Prompt A -> According to the passage on state and federal electric policy below, which federal laws created tax incentives for renewable resources?

Although FERC oversees wholesale prices, it cannot require transmission system owners to build new transmission lines, nor can FERC override state siting regulations that prohibit a transmission line from bisecting a state park or passing through a specific neighborhood. Nor can FERC require or prohibit construction of a new generating plant.
FERC can prevent individual states from adopting rules that regulators determine would adversely affect the interstate wholesale markets. For example, states cannot adopt policies intended to force wholesale prices down, such as forcing local distribution utilities to build new generation to increase the supply of power and thus lower prices.
State and Federal Electric Policy
Regulation of the retail power sector has long been the responsibility of states. In recent years, however, the federal government has imposed various mandates to engineer the mix of fuels used to generate electricity. The Energy Policy Acts of 1992 and 2005 created various tax incentives for renewable resources, especially wind and solar generation. Federal environmental regulations, such as the Environmental Protection Agency’s (EPA) proposed rules on carbon dioxide emissions from coal-fired power plants, effectively prohibit construction of such plants and are intended to phase out coal use. Similarly, EPA rules on water discharge temperatures restrict operations of some nuclear plants that rely on rivers for cooling water.
As much as federal electric policies have focused on creating competitive wholesale power markets, other federal policies such as production tax credits for wind power have distorted the same wholesale markets by artificially subsidizing the costs of renewable energy.
Individual states have developed their own electric and energy policies, including renewable portfolio standards that mandate that a certain percentage of electricity sold to consumers come from renewable energy. Detailed siting requirements can restrict the types of power plants that are constructed. Moreover, in states that have restructured their electric industry and allow direct retail electric competition, utility consumers can contract directly with wholesale electric suppliers, much as they can select their cellular phone service provider.

Prompt B -> In the records below, reproduce every line exactly, starting at the line that contains "Practice step: find the blue stage" and continuing through the end of the records, including that first line and the last one.

Exercise materials ->

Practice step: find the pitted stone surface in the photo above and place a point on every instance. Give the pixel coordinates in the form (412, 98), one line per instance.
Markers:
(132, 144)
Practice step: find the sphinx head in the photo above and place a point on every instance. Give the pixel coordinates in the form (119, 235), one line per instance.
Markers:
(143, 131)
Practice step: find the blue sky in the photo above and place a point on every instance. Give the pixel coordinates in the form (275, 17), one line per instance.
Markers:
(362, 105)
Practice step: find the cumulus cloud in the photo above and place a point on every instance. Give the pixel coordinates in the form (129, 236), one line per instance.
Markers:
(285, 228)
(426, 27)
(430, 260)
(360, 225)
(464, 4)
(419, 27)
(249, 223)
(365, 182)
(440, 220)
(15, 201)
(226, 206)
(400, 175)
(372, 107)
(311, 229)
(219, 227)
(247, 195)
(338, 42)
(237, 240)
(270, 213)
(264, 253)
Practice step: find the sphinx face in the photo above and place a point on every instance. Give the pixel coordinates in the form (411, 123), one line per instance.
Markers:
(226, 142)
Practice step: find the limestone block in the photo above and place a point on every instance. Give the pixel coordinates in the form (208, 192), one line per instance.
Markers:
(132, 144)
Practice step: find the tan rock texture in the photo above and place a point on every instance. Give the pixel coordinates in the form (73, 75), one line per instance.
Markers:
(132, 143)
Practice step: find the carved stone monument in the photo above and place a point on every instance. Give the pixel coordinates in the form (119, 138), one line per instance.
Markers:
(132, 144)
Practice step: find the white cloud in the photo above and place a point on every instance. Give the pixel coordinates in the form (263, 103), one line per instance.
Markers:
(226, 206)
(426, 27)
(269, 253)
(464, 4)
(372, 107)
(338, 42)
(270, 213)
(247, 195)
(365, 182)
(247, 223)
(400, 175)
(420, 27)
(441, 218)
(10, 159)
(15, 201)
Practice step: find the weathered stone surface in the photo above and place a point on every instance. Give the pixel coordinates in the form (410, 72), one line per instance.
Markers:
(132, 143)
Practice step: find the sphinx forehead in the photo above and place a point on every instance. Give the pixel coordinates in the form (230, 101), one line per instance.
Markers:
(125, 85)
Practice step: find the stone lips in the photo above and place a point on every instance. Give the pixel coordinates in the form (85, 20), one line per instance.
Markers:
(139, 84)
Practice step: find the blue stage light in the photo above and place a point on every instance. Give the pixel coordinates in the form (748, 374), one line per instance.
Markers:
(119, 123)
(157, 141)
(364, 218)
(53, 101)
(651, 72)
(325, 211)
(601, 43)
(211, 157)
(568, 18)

Correct result A -> The Energy Policy Acts of 1992 and 2005.

Correct result B ->
Practice step: find the blue stage light in the photo above and place a point on every instance. Give the pixel coordinates in the form (748, 374), one line per instance.
Markers:
(119, 123)
(157, 141)
(364, 218)
(53, 101)
(651, 72)
(325, 211)
(601, 43)
(211, 157)
(568, 18)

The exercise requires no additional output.